### The request
Can you reproduce the lines below word for word, beginning at the first one and stopping after the line that contains "[[0, 3, 523, 130]]"?

————

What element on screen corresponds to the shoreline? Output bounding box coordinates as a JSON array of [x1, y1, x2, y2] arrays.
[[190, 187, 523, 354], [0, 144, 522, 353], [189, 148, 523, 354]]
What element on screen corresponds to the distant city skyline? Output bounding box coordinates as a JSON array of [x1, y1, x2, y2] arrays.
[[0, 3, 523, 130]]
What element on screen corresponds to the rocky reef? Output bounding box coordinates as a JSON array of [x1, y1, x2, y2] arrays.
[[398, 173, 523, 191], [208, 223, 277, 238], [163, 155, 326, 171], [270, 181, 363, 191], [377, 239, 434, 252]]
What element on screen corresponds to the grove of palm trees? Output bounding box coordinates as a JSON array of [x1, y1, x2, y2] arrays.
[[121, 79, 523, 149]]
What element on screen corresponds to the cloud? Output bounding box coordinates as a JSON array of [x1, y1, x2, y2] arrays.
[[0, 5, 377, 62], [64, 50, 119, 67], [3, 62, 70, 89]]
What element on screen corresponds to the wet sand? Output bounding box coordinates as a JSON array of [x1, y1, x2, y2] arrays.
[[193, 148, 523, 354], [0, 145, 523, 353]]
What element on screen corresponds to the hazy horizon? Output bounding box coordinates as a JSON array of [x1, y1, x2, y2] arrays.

————

### Worked answer
What element on screen corresponds to the shoreline? Output bounding box coordinates as a JSON array of [x1, y1, x2, y2] arrays.
[[190, 187, 523, 354], [0, 144, 522, 353], [189, 148, 523, 354]]
What element on screen corresponds to the distant city skyline? Output bounding box coordinates as a JSON array of [x1, y1, x2, y2] arrays.
[[0, 3, 523, 130]]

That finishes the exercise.